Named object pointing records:
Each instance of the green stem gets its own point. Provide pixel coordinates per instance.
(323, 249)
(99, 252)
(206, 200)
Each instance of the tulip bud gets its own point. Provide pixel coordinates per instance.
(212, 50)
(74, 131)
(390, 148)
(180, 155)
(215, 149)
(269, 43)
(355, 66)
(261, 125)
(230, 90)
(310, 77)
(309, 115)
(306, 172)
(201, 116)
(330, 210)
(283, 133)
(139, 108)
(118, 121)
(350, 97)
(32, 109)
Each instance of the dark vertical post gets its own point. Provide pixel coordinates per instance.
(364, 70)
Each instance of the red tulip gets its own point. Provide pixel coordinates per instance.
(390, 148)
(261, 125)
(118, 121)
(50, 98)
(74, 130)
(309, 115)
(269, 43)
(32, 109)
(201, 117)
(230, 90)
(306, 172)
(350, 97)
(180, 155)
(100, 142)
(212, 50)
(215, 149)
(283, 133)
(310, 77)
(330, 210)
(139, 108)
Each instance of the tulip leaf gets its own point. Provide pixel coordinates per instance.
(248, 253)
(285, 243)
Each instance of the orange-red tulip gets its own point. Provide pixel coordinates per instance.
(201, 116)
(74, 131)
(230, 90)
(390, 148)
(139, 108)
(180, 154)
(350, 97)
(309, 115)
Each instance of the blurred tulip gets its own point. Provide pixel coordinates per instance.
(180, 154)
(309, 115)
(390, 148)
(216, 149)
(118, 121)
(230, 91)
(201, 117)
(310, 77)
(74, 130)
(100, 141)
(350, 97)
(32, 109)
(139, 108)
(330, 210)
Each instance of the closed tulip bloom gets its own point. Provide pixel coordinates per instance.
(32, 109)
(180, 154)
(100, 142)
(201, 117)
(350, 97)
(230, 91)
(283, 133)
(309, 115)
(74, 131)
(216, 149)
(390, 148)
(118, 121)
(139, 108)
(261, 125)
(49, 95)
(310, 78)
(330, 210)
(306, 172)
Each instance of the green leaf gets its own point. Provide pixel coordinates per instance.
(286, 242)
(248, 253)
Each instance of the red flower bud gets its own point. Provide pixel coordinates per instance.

---

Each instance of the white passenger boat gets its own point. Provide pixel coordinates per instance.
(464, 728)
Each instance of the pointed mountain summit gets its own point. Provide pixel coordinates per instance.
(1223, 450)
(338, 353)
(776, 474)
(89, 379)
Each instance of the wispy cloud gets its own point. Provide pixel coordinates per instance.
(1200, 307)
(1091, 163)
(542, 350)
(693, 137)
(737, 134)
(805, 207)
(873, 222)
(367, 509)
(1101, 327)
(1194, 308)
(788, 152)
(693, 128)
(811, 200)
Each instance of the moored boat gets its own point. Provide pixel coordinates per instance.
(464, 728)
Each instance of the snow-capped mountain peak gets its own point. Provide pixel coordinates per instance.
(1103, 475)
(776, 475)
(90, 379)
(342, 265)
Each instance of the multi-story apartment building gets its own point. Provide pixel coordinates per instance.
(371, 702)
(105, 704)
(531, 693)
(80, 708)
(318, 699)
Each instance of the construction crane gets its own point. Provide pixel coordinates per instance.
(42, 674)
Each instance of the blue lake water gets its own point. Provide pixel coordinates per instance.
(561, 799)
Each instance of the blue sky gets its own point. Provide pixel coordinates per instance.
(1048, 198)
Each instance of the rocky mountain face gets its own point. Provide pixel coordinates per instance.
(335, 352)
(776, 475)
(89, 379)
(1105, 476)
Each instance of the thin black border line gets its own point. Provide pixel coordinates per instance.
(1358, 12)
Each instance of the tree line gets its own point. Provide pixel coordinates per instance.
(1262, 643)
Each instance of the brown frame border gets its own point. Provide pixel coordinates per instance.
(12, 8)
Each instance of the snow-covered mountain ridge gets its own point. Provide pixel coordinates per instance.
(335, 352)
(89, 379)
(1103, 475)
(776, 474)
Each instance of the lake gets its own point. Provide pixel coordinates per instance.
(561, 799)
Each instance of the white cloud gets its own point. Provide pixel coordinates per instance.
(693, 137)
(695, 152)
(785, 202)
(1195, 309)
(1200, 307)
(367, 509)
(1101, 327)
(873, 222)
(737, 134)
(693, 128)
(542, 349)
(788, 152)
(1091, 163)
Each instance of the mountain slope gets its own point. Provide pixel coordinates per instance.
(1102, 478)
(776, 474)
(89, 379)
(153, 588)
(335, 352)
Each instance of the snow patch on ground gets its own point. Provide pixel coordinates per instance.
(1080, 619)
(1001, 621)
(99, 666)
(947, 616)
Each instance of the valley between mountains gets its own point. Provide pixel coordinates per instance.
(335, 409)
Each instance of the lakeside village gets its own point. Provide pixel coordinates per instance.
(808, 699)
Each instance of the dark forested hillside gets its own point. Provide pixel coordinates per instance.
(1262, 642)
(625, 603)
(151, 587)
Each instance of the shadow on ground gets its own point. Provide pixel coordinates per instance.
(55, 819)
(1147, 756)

==

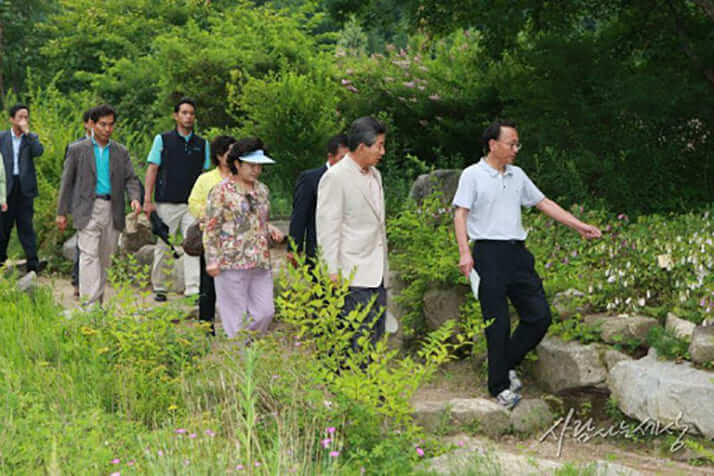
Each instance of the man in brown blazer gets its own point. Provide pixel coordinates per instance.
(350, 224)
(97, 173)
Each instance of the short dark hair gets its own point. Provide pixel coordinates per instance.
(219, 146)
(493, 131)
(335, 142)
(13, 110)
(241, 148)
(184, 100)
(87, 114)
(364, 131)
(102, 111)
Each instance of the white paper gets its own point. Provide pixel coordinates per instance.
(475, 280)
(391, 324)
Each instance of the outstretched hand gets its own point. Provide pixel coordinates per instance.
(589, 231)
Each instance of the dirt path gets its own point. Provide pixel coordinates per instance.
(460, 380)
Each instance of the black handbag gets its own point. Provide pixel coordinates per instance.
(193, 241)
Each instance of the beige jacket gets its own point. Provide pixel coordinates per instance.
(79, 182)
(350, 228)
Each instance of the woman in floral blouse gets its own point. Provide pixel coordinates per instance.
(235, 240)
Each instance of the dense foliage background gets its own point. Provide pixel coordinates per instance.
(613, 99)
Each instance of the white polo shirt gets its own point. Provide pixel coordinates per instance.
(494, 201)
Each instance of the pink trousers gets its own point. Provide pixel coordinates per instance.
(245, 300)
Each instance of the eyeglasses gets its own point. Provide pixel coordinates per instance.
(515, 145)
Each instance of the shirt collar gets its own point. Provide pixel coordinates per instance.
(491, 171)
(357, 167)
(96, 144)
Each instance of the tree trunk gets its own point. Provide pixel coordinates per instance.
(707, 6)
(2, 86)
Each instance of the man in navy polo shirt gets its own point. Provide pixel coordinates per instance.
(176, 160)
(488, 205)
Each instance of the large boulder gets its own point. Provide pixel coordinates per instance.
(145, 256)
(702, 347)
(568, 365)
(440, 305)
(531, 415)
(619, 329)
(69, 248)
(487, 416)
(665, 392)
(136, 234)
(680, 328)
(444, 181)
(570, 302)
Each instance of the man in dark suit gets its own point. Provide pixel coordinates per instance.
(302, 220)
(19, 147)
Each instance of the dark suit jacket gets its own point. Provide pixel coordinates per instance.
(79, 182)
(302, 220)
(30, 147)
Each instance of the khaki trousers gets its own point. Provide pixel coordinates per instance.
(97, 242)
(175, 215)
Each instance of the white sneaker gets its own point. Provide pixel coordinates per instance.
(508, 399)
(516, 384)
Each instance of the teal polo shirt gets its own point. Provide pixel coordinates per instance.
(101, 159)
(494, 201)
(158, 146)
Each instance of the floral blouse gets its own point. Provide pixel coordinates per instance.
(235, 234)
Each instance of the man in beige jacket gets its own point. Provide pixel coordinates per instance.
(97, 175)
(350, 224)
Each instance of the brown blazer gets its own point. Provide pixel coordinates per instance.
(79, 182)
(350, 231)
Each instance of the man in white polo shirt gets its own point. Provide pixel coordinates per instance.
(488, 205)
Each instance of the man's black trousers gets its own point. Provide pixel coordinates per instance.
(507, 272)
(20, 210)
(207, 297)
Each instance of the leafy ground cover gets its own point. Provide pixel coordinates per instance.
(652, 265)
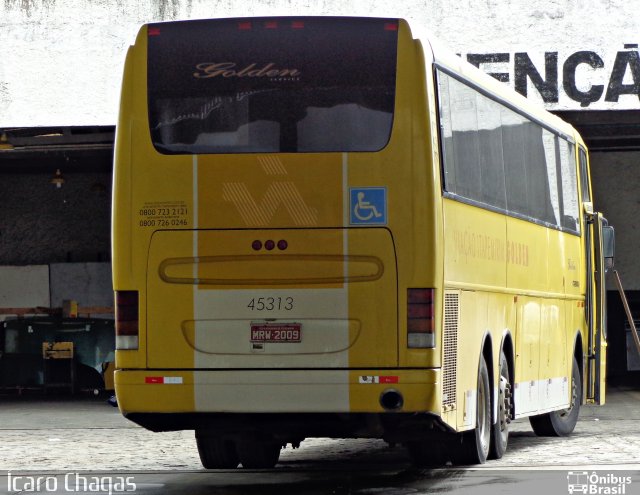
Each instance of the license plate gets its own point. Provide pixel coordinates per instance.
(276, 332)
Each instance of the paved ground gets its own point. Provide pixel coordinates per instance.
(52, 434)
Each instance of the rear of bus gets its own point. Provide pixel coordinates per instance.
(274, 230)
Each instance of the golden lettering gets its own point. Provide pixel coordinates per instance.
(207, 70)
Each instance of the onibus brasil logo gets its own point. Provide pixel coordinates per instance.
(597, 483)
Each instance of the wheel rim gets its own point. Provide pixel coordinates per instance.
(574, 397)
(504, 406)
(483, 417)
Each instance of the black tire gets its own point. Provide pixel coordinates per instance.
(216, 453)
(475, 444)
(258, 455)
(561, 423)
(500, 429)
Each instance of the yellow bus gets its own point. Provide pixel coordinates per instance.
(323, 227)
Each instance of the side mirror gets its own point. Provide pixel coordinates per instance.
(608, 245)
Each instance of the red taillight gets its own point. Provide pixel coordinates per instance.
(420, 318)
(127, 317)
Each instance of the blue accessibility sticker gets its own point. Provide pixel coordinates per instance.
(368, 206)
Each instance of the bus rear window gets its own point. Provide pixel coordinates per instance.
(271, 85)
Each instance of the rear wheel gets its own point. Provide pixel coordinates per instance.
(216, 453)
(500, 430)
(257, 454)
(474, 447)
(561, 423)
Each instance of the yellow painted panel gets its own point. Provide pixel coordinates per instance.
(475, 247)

Given task: Rewrite only the stretch from the line containing "Each instance of the tulip leaf" through the line containing "Each instance of the red flower", changing "tulip" to "lily" and leaving everything else as it is.

Worked solution:
Each instance of the lily leaf gets its own point. Provide pixel coordinates per instance.
(248, 253)
(285, 243)
Each instance of the orange-red lily gets its own point. Provide pixel coordinates per instance.
(201, 116)
(74, 131)
(230, 90)
(390, 148)
(139, 108)
(180, 154)
(350, 97)
(309, 115)
Each instance of the blurred lily gets its own point. Provide pixel coordinates per instance.
(180, 154)
(309, 115)
(390, 148)
(216, 149)
(118, 121)
(230, 91)
(201, 117)
(310, 77)
(74, 130)
(100, 141)
(350, 97)
(32, 109)
(139, 108)
(330, 210)
Each instance of the closed lily bloom gets its own point. Provide pixel coordinates per instance.
(32, 109)
(180, 154)
(100, 142)
(201, 117)
(350, 97)
(230, 91)
(283, 133)
(309, 115)
(74, 131)
(216, 149)
(390, 148)
(118, 121)
(139, 108)
(261, 125)
(49, 95)
(310, 78)
(330, 210)
(306, 172)
Each instance of the green leaf gets its own point. Provide pixel coordinates per instance.
(286, 242)
(248, 253)
Each instance of the red flower bud gets its own point. Provide pixel coordinates per instance.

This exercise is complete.